## WHAT THE EXERCISE ASKS
Find the line that contains "and white printed" in the entries below. Output it and each later line exactly, and nothing else.

━━━━━ DATA IN THIS EXERCISE ━━━━━

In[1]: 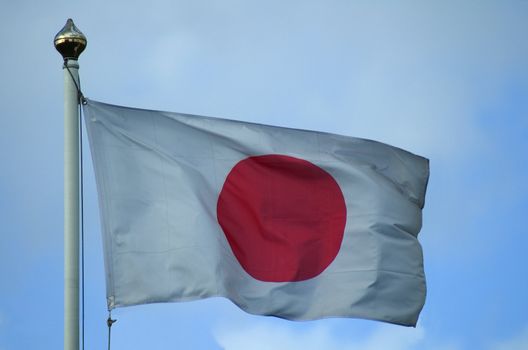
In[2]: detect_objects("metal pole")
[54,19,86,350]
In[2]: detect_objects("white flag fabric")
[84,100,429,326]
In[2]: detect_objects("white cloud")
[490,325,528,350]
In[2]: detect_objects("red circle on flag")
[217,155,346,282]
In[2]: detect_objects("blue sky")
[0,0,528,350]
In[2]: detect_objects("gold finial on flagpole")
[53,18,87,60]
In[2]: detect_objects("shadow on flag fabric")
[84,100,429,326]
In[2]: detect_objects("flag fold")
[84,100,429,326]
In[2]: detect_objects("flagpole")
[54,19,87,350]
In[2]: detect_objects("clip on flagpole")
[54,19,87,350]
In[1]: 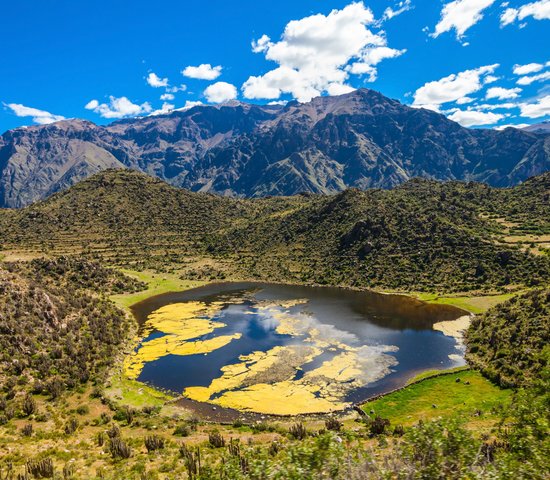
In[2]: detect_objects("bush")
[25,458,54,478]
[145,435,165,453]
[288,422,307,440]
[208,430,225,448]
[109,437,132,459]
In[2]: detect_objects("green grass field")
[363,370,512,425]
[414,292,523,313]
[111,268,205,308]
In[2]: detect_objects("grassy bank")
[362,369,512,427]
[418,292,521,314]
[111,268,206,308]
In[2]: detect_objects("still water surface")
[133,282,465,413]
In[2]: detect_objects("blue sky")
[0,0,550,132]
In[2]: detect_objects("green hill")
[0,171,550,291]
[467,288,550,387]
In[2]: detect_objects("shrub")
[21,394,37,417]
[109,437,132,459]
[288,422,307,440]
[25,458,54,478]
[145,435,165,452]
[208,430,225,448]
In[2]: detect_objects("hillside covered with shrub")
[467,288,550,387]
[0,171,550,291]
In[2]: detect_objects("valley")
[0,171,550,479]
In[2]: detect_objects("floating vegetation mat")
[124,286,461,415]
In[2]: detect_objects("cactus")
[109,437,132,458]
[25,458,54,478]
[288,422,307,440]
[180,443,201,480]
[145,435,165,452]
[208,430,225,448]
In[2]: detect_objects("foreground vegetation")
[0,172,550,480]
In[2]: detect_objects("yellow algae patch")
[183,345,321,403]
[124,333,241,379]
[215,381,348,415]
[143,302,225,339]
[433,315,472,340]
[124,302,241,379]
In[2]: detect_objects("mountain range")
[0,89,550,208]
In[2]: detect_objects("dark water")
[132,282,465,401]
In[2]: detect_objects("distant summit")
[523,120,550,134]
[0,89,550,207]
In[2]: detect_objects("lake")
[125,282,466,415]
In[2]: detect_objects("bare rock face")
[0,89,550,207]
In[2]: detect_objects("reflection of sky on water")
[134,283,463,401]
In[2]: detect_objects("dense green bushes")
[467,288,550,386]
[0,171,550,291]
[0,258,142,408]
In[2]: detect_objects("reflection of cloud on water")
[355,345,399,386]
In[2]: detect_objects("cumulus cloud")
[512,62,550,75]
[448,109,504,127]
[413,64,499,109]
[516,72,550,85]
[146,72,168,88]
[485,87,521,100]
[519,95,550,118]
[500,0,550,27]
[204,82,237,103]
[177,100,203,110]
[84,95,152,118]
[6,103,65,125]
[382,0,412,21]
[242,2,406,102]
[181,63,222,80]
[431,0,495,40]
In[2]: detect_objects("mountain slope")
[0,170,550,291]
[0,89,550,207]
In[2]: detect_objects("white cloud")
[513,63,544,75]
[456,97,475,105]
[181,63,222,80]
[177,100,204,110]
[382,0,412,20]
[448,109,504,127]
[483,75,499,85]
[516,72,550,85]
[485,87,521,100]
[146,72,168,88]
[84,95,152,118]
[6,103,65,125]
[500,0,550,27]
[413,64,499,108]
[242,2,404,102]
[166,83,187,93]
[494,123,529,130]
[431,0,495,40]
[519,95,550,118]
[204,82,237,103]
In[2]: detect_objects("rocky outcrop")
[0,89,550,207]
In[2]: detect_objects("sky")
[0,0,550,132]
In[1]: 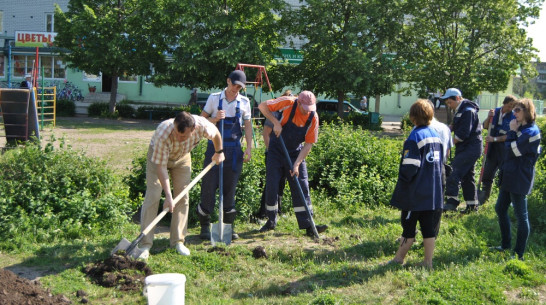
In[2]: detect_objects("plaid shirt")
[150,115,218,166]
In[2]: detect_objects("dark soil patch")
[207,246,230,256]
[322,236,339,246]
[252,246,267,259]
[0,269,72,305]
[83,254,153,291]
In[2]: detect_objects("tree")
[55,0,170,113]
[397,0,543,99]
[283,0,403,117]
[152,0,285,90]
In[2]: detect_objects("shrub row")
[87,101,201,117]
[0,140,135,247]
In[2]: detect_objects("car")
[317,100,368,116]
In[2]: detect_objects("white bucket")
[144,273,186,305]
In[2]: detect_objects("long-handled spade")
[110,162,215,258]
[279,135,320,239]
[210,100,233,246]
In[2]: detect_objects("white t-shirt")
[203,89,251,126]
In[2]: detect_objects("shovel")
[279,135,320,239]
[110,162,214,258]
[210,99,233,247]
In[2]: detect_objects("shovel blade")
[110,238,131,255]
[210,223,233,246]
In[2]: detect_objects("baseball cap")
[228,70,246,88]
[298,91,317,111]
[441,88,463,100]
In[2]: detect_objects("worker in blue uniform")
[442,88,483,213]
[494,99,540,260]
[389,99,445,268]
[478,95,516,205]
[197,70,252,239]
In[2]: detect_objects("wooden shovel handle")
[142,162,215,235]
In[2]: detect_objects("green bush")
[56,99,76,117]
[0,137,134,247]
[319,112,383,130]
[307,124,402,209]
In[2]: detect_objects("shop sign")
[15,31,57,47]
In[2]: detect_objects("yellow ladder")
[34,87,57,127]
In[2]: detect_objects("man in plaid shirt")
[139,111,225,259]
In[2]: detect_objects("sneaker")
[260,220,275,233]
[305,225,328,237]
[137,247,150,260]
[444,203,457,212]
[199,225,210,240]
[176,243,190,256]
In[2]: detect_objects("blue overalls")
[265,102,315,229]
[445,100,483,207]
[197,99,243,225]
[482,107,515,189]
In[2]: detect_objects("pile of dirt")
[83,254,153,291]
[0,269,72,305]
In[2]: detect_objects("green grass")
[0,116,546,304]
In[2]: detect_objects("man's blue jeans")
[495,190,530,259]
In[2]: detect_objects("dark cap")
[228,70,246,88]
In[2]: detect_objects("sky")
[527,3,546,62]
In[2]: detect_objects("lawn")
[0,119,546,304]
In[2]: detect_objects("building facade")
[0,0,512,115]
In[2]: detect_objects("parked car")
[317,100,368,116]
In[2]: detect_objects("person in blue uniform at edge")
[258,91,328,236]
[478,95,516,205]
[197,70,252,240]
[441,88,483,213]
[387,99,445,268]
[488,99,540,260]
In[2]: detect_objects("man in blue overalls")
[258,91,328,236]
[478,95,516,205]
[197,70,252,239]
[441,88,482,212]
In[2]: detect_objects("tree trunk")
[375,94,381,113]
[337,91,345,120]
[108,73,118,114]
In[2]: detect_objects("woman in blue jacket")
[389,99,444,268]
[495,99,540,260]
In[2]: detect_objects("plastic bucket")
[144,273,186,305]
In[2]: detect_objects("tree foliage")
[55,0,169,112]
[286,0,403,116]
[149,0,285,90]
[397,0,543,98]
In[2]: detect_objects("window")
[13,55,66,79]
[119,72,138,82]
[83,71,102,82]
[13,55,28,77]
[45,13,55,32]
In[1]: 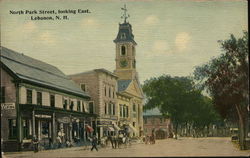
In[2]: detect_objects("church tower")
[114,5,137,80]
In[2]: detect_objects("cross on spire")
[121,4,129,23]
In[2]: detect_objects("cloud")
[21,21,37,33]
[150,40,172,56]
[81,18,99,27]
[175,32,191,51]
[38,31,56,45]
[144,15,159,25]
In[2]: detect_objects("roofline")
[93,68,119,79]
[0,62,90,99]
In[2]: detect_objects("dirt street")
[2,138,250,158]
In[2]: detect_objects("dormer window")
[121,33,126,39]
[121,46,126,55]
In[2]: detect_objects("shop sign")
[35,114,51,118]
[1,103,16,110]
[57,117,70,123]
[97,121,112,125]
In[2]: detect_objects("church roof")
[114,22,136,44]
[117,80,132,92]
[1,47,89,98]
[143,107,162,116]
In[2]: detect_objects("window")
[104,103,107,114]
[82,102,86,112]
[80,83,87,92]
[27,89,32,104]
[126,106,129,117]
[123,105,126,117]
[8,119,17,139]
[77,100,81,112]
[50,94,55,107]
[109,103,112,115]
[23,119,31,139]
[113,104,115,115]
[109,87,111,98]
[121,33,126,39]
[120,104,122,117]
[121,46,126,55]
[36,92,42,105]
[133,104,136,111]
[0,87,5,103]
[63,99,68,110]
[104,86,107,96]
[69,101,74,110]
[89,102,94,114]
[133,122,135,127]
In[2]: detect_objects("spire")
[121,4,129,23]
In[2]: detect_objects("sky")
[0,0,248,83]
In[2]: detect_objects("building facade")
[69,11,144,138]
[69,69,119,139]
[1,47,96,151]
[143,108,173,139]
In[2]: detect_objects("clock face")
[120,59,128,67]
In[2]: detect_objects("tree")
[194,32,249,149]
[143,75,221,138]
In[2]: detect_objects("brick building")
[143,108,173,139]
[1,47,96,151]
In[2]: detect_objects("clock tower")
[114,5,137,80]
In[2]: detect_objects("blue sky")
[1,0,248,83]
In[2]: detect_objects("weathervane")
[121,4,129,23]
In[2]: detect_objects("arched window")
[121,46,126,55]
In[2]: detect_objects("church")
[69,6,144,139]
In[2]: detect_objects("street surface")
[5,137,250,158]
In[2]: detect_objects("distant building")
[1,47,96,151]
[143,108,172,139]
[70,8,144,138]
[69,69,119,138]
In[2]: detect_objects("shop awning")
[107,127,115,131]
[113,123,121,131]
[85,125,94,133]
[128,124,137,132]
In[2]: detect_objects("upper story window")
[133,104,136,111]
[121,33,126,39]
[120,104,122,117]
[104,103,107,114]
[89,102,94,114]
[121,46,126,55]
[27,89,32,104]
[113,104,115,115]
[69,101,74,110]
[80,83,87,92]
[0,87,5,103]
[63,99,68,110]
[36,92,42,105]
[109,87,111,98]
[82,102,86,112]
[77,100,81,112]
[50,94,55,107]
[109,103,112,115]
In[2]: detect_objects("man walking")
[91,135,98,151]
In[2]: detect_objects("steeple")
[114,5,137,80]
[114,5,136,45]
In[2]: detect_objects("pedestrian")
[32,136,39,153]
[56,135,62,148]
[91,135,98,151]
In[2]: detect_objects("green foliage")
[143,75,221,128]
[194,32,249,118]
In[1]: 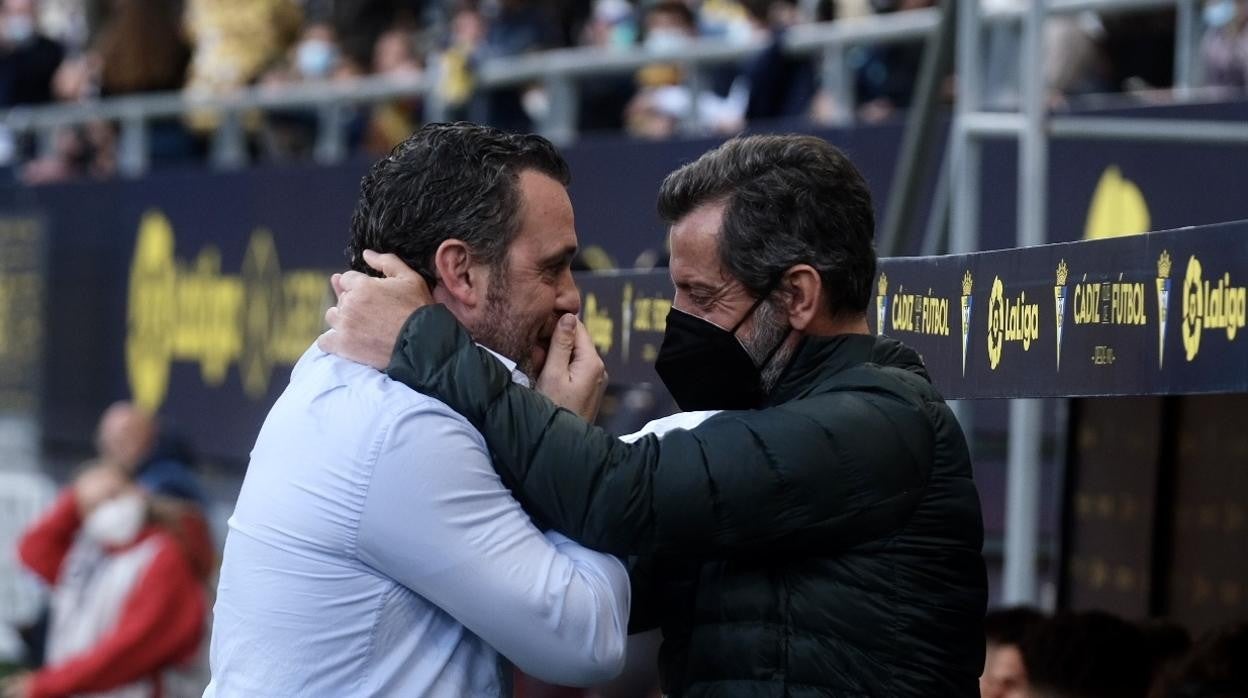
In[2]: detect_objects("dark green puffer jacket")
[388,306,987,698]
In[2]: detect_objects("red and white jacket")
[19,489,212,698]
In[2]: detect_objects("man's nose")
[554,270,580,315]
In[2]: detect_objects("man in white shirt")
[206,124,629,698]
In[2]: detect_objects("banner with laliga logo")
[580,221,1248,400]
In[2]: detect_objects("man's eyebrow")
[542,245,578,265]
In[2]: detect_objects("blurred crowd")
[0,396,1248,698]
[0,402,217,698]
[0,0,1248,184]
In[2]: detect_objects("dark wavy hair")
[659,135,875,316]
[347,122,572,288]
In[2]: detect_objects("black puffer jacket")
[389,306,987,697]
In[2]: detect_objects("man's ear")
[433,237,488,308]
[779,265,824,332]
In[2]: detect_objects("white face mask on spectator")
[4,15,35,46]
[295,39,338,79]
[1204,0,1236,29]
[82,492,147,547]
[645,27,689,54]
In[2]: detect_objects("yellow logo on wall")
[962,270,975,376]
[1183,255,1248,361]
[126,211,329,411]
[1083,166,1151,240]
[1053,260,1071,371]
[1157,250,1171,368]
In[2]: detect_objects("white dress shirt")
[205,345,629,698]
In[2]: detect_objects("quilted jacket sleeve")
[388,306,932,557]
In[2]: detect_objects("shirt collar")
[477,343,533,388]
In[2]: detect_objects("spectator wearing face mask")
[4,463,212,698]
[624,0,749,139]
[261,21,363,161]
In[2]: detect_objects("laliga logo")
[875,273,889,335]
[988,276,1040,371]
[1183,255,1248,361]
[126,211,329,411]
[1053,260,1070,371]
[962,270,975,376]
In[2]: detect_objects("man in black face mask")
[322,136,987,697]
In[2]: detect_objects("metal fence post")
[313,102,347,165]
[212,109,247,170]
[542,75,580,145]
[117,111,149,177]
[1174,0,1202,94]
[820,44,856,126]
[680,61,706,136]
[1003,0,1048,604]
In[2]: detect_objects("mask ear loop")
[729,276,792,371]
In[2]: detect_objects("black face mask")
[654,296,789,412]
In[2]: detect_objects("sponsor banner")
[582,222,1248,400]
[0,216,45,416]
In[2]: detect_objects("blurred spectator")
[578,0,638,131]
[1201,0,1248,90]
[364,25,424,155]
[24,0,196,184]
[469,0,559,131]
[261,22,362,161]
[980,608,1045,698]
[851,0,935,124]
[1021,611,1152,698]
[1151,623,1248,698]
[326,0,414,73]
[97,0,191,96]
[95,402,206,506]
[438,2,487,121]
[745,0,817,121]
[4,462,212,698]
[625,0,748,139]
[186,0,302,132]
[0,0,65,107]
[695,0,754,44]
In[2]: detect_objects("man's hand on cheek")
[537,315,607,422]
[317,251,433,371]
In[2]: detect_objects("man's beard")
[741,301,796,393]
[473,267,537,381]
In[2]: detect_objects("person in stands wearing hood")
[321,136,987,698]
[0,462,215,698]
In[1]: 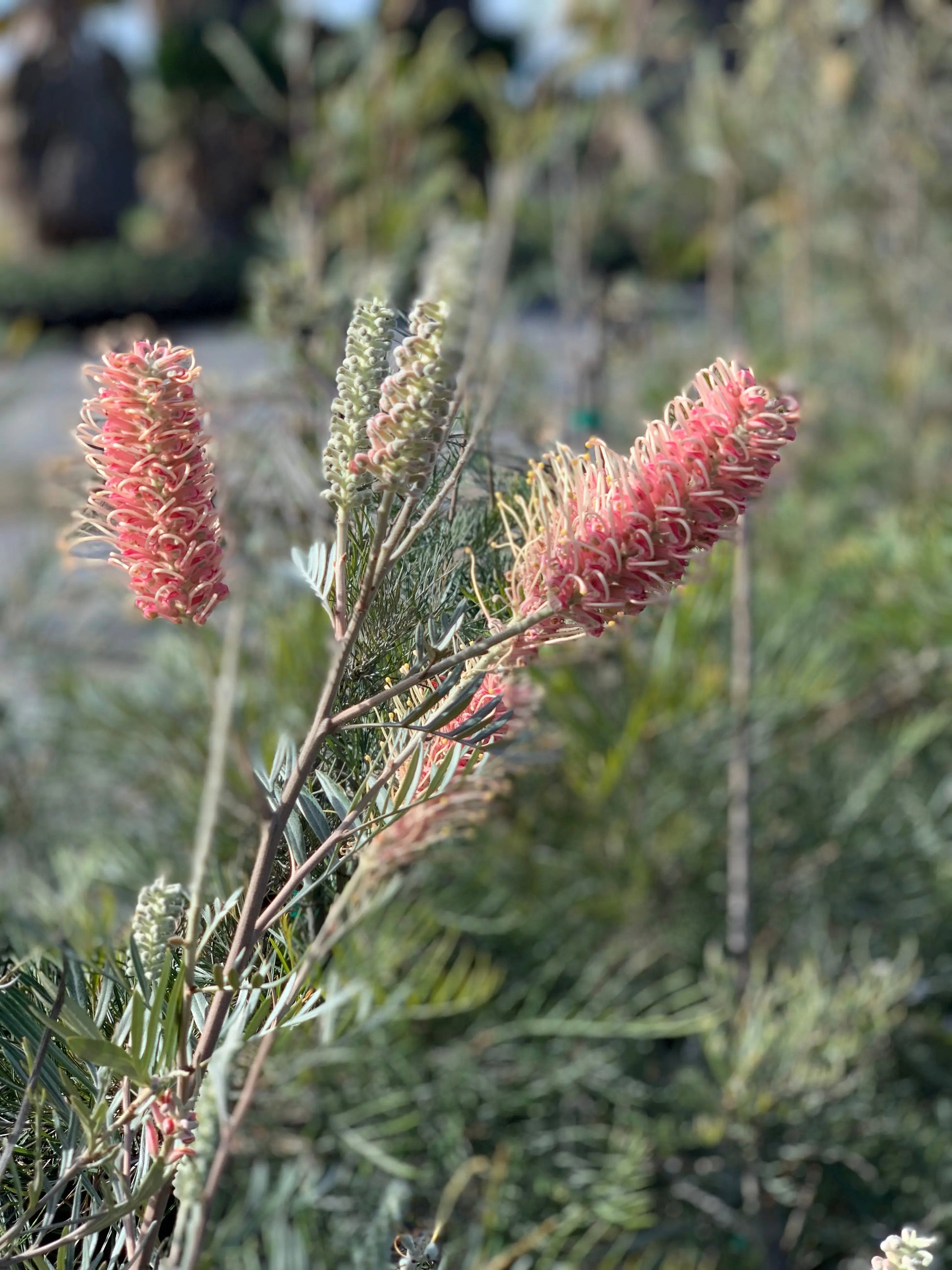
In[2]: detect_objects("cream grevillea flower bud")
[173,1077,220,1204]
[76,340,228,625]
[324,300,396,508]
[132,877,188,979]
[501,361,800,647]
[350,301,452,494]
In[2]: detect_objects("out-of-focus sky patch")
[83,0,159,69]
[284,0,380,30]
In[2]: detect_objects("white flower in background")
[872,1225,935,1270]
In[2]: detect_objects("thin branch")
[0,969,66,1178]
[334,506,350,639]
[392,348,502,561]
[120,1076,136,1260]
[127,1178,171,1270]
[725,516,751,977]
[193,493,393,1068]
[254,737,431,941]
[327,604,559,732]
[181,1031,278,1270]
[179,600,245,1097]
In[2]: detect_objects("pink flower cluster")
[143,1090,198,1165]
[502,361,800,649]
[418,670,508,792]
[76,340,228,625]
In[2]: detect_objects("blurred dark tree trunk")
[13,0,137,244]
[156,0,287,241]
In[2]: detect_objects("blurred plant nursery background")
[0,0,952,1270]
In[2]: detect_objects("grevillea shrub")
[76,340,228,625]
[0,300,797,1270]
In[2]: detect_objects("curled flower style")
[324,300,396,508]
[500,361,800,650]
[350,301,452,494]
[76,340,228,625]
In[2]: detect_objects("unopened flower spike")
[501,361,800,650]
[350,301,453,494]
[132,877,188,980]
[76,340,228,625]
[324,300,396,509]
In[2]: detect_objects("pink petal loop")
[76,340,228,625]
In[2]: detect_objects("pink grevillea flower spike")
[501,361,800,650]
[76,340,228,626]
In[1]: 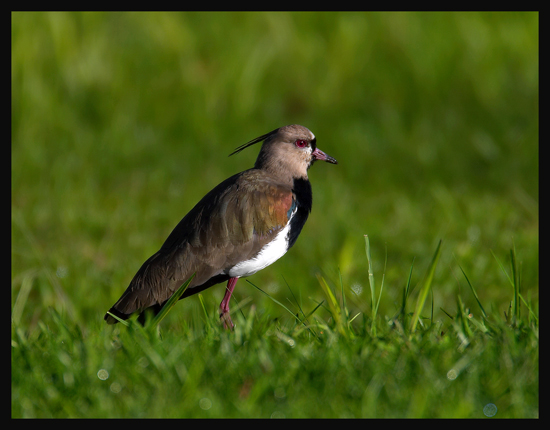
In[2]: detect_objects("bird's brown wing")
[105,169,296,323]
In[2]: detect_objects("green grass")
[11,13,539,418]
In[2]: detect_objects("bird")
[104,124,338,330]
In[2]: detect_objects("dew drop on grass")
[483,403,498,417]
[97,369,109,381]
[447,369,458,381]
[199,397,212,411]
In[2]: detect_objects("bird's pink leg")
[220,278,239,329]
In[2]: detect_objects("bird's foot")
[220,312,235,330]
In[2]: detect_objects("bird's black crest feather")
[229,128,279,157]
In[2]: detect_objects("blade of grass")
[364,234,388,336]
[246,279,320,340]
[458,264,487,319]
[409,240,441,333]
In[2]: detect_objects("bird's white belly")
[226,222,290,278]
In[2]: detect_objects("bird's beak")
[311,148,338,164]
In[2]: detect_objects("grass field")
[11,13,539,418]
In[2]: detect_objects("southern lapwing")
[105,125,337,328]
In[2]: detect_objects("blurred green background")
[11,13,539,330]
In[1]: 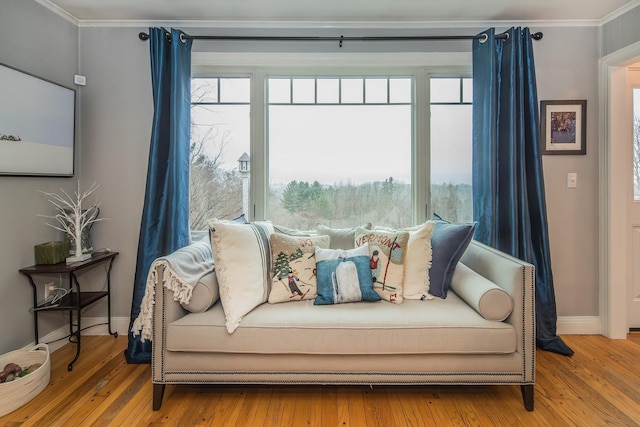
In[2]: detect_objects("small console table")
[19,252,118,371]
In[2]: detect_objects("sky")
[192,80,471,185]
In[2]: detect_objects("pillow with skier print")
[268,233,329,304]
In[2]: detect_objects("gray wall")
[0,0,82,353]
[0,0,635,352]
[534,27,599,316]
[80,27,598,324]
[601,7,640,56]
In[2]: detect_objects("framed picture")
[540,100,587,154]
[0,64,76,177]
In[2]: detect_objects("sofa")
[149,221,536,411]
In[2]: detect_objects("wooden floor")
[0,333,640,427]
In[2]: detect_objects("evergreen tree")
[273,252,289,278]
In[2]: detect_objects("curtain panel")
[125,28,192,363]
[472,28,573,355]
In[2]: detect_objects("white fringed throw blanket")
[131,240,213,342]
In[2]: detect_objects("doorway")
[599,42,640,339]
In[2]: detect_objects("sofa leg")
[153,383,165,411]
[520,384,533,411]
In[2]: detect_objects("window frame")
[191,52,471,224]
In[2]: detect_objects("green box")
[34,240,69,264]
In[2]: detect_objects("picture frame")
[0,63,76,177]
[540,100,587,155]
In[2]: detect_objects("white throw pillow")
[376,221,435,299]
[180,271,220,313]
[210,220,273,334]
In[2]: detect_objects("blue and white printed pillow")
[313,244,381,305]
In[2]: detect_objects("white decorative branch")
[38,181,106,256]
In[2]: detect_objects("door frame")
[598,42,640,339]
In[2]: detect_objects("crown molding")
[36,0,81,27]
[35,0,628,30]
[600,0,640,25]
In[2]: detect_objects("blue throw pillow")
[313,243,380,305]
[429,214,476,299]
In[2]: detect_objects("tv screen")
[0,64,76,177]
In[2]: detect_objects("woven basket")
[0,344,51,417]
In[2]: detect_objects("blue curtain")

━━━━━

## FINISHED EXERCISE
In[2]: detect_objects("blue and white printed pillow")
[313,244,381,305]
In[2]: detect_objects("white decorative branch")
[38,181,106,256]
In[2]: detect_objects("door frame")
[598,42,640,339]
In[2]: detect_objects("crown molding")
[36,0,81,27]
[35,0,628,30]
[600,0,640,25]
In[2]: detect_objects("blue throw pillow")
[313,243,380,305]
[429,214,476,299]
In[2]: detect_objects("tv screen")
[0,64,76,177]
In[2]: detect_objects("woven basket")
[0,344,51,417]
In[2]: detect_objects("blue curtain")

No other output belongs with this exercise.